Excerpts from a location annotation dataset
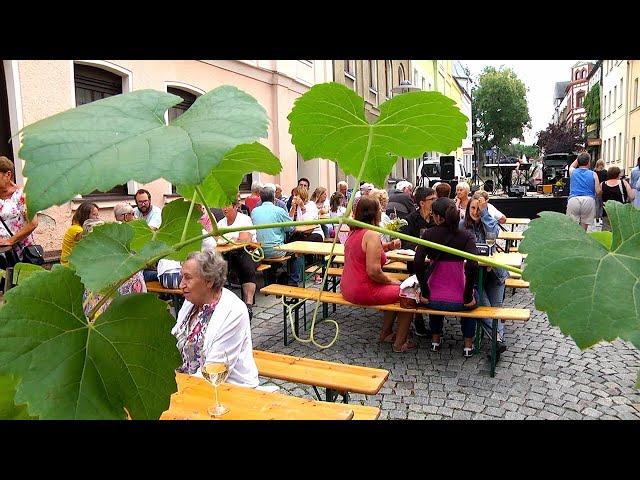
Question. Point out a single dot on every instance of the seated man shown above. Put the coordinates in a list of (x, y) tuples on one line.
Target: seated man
[(400, 201), (270, 238), (493, 211), (417, 222), (239, 260)]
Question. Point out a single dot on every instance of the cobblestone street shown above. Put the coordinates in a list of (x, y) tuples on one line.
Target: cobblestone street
[(542, 375)]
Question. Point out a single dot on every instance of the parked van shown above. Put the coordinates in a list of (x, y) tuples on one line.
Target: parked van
[(430, 172)]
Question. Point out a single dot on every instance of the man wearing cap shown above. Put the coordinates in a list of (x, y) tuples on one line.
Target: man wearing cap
[(400, 201)]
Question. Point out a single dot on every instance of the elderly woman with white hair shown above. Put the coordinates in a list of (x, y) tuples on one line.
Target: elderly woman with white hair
[(462, 198), (213, 323)]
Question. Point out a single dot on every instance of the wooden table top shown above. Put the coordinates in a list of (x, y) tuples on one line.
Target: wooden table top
[(510, 235), (518, 221), (306, 229), (229, 247), (315, 248), (195, 395)]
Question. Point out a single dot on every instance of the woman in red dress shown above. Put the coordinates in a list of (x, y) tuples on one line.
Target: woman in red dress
[(363, 281)]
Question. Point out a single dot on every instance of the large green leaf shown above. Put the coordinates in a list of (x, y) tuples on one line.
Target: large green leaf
[(8, 409), (590, 292), (121, 138), (105, 256), (328, 121), (221, 185), (71, 369), (174, 215)]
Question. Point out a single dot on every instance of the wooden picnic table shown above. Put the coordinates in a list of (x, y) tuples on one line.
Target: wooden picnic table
[(195, 395), (517, 221), (229, 247), (510, 238)]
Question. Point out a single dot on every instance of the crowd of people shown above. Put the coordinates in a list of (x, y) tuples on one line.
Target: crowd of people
[(213, 323), (591, 189)]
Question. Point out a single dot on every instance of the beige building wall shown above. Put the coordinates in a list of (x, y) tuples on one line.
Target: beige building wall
[(40, 88), (633, 105), (613, 113)]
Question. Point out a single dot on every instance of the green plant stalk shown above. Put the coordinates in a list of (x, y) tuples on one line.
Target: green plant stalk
[(186, 222), (214, 223), (437, 246)]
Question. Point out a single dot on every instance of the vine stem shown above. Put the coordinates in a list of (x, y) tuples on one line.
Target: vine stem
[(186, 222)]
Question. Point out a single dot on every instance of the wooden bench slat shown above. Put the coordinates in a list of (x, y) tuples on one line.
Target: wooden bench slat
[(500, 313), (516, 283), (336, 376), (155, 287)]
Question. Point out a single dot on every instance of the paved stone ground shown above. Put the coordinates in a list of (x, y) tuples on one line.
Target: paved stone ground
[(542, 375)]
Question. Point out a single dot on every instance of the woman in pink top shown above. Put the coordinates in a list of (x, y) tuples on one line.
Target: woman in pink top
[(363, 281)]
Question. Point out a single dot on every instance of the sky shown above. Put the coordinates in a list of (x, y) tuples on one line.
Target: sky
[(540, 77)]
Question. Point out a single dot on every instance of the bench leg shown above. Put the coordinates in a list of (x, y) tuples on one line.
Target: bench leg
[(494, 346), (332, 395)]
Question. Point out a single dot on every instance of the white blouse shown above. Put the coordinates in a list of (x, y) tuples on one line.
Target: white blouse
[(228, 331)]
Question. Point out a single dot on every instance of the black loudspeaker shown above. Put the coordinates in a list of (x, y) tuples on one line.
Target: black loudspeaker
[(447, 167)]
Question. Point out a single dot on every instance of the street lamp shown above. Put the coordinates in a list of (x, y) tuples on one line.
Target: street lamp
[(475, 180)]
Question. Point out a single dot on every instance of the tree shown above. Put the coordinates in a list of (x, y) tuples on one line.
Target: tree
[(591, 104), (559, 138), (499, 108)]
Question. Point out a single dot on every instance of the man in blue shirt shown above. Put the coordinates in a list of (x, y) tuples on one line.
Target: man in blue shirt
[(269, 238), (581, 205)]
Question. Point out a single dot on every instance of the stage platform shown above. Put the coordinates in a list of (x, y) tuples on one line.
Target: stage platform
[(528, 206)]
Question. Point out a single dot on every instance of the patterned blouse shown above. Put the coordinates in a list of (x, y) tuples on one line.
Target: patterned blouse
[(13, 211), (191, 341)]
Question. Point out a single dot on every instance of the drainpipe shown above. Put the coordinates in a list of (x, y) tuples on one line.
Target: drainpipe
[(626, 124)]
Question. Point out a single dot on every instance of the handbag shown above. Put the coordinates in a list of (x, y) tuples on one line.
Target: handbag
[(33, 254)]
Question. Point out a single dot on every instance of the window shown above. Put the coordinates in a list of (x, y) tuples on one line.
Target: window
[(621, 90), (373, 75), (619, 156), (388, 75), (174, 112), (91, 84), (350, 67)]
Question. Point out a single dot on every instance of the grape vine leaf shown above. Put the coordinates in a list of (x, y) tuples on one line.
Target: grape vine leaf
[(220, 188), (71, 369), (104, 256), (124, 137), (592, 293), (329, 122)]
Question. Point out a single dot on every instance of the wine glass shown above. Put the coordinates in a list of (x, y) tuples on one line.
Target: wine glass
[(216, 373)]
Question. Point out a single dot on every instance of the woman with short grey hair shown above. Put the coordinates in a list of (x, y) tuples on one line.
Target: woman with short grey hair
[(213, 323)]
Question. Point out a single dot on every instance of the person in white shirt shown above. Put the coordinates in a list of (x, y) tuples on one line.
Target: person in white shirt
[(213, 323), (145, 210), (493, 211), (240, 262)]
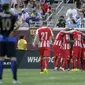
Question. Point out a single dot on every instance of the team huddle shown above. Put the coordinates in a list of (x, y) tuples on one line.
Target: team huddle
[(68, 47)]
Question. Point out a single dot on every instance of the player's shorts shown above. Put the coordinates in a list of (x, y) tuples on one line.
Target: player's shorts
[(8, 49), (66, 53), (44, 52), (56, 50), (83, 53), (76, 51)]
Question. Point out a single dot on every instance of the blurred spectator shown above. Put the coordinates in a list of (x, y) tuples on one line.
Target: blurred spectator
[(16, 9), (1, 10), (36, 18), (44, 8), (72, 11), (61, 22), (5, 1), (81, 21), (25, 16), (49, 11), (33, 4), (38, 9), (78, 3), (13, 3), (71, 22), (22, 43), (83, 9)]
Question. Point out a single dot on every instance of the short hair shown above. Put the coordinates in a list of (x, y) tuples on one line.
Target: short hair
[(21, 37), (44, 22), (5, 6)]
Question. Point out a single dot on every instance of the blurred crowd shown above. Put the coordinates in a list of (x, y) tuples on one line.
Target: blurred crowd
[(29, 12), (74, 18)]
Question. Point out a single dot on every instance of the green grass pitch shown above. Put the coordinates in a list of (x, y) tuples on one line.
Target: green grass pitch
[(33, 77)]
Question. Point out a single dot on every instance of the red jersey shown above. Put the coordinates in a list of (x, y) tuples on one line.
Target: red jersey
[(58, 39), (44, 34), (77, 36), (66, 45)]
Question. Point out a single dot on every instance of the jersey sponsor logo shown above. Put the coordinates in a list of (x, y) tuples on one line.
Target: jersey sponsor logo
[(6, 24), (33, 59)]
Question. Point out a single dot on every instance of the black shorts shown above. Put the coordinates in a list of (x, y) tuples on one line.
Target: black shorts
[(7, 49)]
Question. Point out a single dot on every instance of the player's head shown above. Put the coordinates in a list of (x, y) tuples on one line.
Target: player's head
[(6, 6), (22, 37), (44, 23), (67, 29)]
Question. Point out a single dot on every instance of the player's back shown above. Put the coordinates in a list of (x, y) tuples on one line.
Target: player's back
[(44, 36), (7, 22), (77, 35)]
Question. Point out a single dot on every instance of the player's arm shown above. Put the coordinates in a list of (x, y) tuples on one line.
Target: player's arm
[(25, 42), (83, 34), (52, 36), (68, 32), (70, 41), (17, 26), (35, 38)]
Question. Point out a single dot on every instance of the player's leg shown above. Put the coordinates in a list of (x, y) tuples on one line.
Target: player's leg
[(79, 57), (46, 64), (41, 60), (11, 48), (46, 54), (41, 64), (74, 54), (2, 54), (57, 62), (83, 60)]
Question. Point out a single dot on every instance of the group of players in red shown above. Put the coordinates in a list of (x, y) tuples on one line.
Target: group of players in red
[(68, 46)]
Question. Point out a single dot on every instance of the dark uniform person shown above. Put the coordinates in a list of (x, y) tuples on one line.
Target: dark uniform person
[(7, 41)]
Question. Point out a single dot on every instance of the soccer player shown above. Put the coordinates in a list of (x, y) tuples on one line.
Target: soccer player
[(22, 43), (77, 47), (65, 53), (83, 54), (44, 34), (57, 49), (7, 41)]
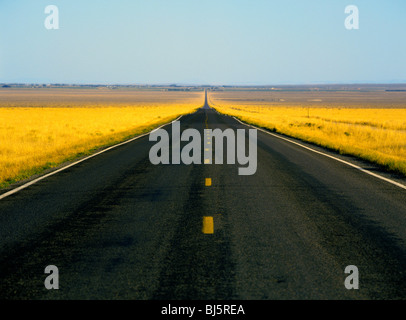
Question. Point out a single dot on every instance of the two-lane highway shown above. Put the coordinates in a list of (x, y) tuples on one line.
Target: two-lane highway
[(119, 227)]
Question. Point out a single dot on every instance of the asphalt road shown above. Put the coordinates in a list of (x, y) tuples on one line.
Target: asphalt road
[(118, 227)]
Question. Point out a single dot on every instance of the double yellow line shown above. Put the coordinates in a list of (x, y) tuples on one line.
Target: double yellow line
[(208, 224)]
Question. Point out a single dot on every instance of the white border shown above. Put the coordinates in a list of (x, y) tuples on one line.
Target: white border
[(8, 193), (326, 155)]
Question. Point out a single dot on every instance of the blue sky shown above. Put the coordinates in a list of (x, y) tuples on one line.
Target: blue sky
[(234, 42)]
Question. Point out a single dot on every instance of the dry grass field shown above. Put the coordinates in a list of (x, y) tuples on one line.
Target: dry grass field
[(42, 128), (369, 125)]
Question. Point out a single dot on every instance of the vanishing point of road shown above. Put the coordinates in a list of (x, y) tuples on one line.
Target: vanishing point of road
[(119, 227)]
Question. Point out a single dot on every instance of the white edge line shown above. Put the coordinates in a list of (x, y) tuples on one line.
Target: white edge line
[(8, 193), (326, 155)]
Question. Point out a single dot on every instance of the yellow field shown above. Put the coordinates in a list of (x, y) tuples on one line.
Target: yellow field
[(36, 138), (374, 134)]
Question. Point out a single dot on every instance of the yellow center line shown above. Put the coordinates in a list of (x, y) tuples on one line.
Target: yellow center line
[(208, 225)]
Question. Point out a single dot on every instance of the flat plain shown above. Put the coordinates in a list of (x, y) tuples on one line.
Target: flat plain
[(40, 128), (367, 122)]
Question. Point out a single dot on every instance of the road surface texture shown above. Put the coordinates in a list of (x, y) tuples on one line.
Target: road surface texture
[(119, 227)]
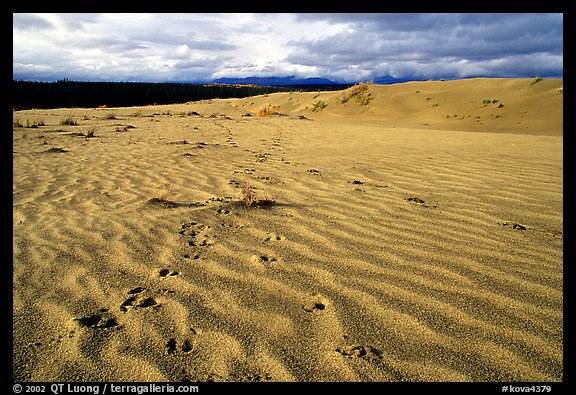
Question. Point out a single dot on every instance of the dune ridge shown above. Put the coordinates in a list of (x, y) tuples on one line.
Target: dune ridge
[(403, 245)]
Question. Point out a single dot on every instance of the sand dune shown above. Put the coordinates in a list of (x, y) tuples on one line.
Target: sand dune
[(408, 241)]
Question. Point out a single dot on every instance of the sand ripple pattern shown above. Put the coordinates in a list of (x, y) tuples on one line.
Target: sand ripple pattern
[(390, 255)]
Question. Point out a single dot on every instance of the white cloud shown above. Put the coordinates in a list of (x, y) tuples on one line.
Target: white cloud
[(347, 47)]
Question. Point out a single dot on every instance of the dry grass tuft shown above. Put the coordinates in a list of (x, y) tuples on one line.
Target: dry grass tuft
[(250, 200), (264, 112)]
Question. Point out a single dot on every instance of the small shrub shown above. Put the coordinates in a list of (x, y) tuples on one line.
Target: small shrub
[(68, 121), (250, 200), (264, 112), (319, 105), (358, 92), (489, 101)]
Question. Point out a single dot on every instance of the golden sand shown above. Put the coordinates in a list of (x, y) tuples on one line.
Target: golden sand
[(415, 238)]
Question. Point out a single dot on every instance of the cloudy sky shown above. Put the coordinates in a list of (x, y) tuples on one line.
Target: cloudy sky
[(341, 47)]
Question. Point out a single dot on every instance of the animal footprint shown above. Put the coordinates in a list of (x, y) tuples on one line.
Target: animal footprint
[(199, 235), (270, 237), (98, 321), (359, 351), (167, 272), (137, 300), (316, 305), (172, 346)]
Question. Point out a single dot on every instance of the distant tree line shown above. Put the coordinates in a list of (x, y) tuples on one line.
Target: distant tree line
[(66, 93)]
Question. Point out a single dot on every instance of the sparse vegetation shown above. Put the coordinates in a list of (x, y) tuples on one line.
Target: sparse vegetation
[(358, 92), (319, 105), (69, 121), (264, 112), (535, 81), (250, 200)]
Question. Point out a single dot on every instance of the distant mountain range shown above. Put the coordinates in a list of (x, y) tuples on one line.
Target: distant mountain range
[(275, 81), (292, 80)]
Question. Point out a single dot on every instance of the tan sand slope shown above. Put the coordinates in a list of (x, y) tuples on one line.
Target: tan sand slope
[(402, 246)]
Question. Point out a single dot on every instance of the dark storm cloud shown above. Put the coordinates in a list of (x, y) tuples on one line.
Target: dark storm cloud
[(427, 44), (343, 47)]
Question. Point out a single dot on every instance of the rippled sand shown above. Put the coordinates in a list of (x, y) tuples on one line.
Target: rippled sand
[(406, 241)]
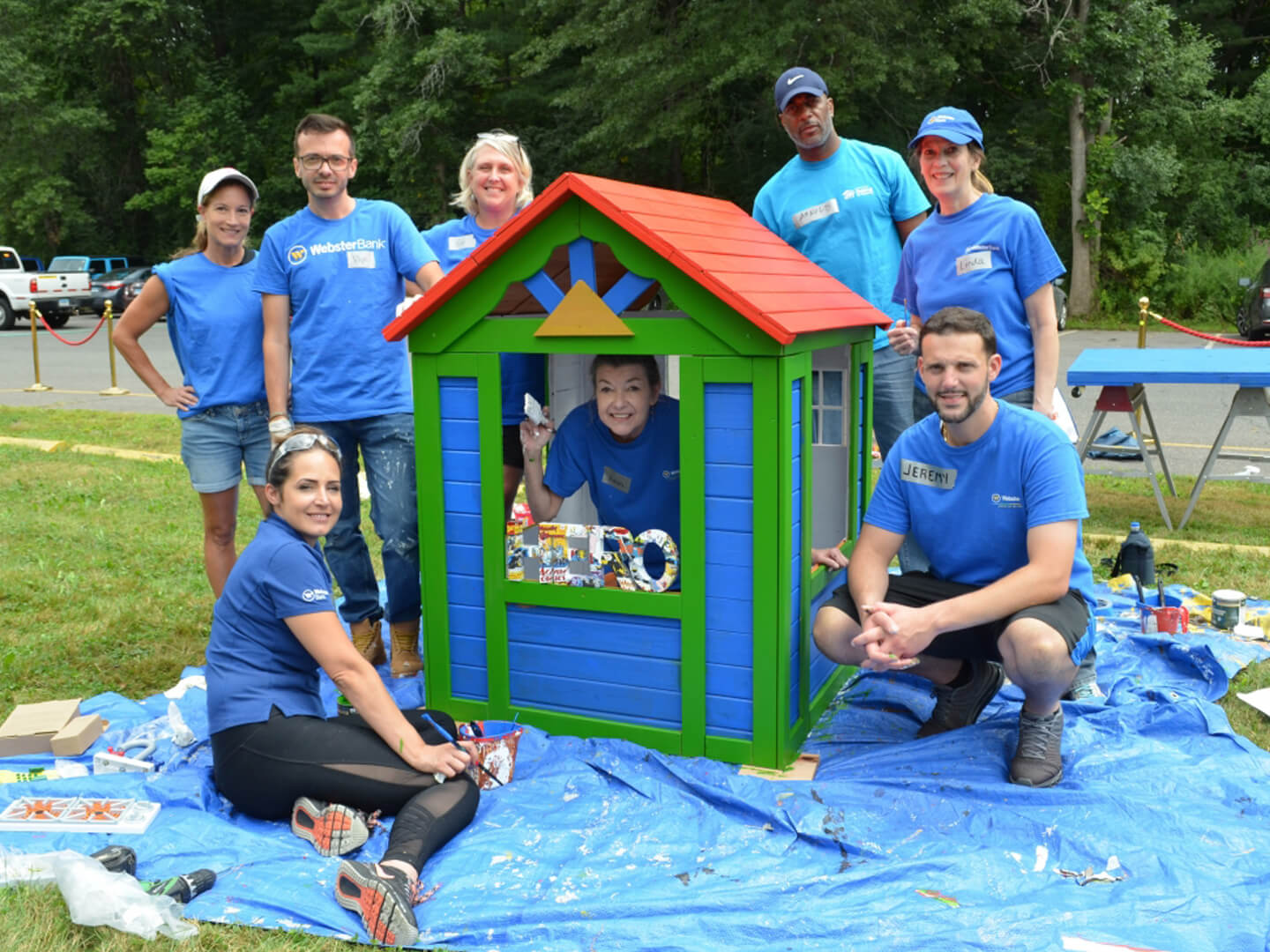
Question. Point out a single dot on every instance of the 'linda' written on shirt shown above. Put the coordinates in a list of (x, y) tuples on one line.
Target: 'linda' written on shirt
[(927, 475)]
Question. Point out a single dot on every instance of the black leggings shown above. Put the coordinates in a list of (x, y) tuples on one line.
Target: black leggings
[(263, 768)]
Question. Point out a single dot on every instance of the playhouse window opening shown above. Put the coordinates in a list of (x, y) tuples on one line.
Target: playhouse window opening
[(828, 407), (582, 546)]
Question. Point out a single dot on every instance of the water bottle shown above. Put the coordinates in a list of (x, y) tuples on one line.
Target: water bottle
[(1137, 556)]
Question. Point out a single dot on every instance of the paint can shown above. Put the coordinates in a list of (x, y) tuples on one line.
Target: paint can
[(496, 750), (1229, 608)]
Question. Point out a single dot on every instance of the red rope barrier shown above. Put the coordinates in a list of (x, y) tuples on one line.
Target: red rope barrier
[(70, 343), (1211, 337)]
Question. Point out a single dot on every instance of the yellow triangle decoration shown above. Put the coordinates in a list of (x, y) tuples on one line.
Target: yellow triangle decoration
[(583, 314)]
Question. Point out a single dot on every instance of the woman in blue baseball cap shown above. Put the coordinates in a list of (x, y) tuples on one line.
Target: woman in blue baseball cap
[(984, 251), (989, 253)]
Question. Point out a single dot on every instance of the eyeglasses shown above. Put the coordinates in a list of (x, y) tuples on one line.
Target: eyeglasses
[(299, 443), (312, 161)]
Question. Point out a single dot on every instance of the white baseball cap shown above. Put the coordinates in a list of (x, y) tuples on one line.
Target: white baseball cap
[(213, 181)]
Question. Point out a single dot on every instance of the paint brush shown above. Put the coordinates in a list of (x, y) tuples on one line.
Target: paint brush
[(449, 736)]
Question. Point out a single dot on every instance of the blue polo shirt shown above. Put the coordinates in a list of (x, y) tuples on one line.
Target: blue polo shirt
[(346, 279), (253, 659)]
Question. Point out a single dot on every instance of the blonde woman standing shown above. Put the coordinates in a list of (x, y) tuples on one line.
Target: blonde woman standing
[(216, 331), (496, 181)]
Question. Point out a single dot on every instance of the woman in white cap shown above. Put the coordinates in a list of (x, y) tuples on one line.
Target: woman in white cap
[(496, 181), (216, 331), (983, 251)]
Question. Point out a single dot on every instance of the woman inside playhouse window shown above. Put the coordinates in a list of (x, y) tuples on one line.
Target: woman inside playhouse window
[(496, 181), (274, 752), (624, 444)]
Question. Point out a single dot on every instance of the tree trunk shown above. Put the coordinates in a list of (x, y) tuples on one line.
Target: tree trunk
[(1081, 292)]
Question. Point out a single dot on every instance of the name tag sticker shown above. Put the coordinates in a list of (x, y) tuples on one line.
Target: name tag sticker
[(975, 262), (816, 212), (926, 475), (623, 484)]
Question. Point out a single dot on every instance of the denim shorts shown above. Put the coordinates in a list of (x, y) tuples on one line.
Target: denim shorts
[(219, 441)]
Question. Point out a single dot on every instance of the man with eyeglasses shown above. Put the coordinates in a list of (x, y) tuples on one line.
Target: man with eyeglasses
[(848, 206), (331, 277)]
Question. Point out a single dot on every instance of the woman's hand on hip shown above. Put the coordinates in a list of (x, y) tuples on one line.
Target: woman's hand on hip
[(183, 398)]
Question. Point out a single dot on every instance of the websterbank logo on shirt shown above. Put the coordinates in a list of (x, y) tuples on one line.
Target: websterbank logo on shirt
[(361, 251), (926, 475)]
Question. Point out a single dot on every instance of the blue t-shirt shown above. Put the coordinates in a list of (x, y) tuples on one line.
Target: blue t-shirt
[(346, 279), (452, 242), (989, 257), (970, 507), (631, 484), (841, 212), (216, 331), (253, 659)]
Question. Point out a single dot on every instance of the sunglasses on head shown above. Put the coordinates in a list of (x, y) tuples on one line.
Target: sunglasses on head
[(299, 443)]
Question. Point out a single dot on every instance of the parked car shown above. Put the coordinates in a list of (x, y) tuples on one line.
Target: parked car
[(1252, 319), (56, 294), (118, 287), (95, 265), (1059, 303)]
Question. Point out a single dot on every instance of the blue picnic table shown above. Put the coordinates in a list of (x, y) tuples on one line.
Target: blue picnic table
[(1124, 374)]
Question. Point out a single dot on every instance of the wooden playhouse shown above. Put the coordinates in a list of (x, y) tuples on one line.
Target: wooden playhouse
[(770, 358)]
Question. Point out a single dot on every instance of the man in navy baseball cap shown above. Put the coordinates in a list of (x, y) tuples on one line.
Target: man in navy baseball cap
[(796, 80), (848, 206)]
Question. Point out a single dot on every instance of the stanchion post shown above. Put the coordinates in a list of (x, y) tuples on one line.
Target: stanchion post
[(113, 390), (34, 312)]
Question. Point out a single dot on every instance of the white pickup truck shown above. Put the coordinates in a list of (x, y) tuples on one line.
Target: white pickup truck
[(57, 294)]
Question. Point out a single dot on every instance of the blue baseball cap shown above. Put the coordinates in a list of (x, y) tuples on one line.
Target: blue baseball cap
[(796, 80), (954, 124)]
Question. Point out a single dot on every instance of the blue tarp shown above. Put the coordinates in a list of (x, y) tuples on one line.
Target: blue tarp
[(897, 843)]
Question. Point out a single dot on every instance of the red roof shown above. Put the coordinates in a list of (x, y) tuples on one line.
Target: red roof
[(713, 242)]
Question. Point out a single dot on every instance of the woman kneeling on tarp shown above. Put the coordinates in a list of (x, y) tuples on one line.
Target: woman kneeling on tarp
[(624, 443), (274, 750)]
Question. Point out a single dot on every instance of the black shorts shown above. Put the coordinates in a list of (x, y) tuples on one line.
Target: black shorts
[(1068, 616), (513, 453)]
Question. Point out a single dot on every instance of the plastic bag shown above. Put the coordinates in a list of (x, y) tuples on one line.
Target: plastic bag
[(97, 896)]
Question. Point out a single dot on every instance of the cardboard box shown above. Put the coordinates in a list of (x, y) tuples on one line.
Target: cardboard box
[(49, 727)]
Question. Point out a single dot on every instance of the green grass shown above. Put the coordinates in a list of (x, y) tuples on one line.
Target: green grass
[(34, 919), (103, 589)]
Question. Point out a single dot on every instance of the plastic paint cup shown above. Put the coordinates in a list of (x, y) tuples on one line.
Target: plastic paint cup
[(1229, 608), (1165, 621)]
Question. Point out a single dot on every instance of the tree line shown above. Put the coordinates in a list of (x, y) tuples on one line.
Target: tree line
[(1138, 129)]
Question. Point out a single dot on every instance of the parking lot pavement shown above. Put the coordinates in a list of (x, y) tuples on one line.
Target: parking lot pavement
[(1188, 417), (79, 374)]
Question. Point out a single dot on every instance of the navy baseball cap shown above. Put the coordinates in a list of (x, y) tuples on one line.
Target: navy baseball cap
[(954, 124), (796, 80)]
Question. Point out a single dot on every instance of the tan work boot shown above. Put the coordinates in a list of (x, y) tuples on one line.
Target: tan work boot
[(369, 640), (406, 649)]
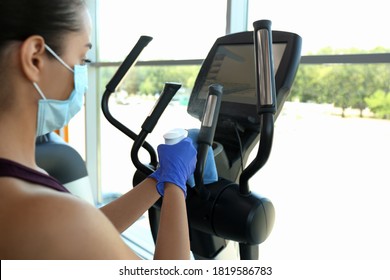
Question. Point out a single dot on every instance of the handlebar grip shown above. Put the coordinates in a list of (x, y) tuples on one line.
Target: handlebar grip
[(166, 96), (143, 41), (210, 116), (266, 92)]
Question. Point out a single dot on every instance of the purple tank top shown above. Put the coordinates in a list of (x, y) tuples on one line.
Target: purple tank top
[(13, 169)]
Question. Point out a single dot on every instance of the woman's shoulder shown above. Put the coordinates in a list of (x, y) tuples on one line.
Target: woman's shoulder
[(40, 223)]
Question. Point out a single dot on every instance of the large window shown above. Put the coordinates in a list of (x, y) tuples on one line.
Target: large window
[(336, 24), (327, 170), (180, 30)]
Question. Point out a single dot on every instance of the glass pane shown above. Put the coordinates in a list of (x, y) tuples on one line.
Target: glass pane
[(338, 24), (180, 29), (327, 173)]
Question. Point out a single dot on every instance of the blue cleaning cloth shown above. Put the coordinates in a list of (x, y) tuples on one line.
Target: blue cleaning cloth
[(210, 174)]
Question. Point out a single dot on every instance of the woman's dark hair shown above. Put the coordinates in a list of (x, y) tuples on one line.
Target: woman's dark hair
[(51, 19)]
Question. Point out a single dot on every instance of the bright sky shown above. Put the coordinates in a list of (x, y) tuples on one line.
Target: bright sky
[(187, 29)]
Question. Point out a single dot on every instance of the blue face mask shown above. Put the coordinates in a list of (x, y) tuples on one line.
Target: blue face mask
[(55, 114)]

**SET TASK**
Print the lines of the items word for word, beginning with the line that contains "the tree line" and ending with the line that contains "[(40, 223)]", both included. Leave the pictures out.

**EXPECTED ANSWER**
Question. Point out a single dot on every instance of the tree line shown above. Put the coordinates in a list of (x, y) tuples on one line.
Target: tree line
[(1138, 129)]
Question. Point out a single dot on every instance of the parking lot pavement shown above. Put the coordinates in a list of (x, y) tuples on one line.
Target: parking lot pavement
[(1188, 417), (79, 374)]
Question. Point out a single dot on every instance of the navy baseball cap shown above. Put the coordinates in a list of (x, y) tuples on one line.
Target: navy baseball cap
[(954, 124), (796, 80)]
Question. Point out a single dot on every instance of the tan work boot shown above. Put the coordinates in a list of (x, y) tuples on one line.
Target: tan work boot
[(369, 640), (406, 649)]
Question. Point out a single dot on every instance of the handlebar grip shown above. Put the coordinates in a list of (x, y) tuples on one line.
Target: handlebar grip
[(166, 96), (143, 41), (210, 116), (266, 92)]
Question. Point out a single dot on every instance of the purple tank top shown above. Put the coordinates in a list of (x, y) tuples on one line.
Target: purple tank top
[(13, 169)]
Question. Point out a single dot on every instance of the woman's shoulder shown above. Put the coordinates in a list of (x, y) tuples on one line.
Target: woman's shoulder
[(40, 223)]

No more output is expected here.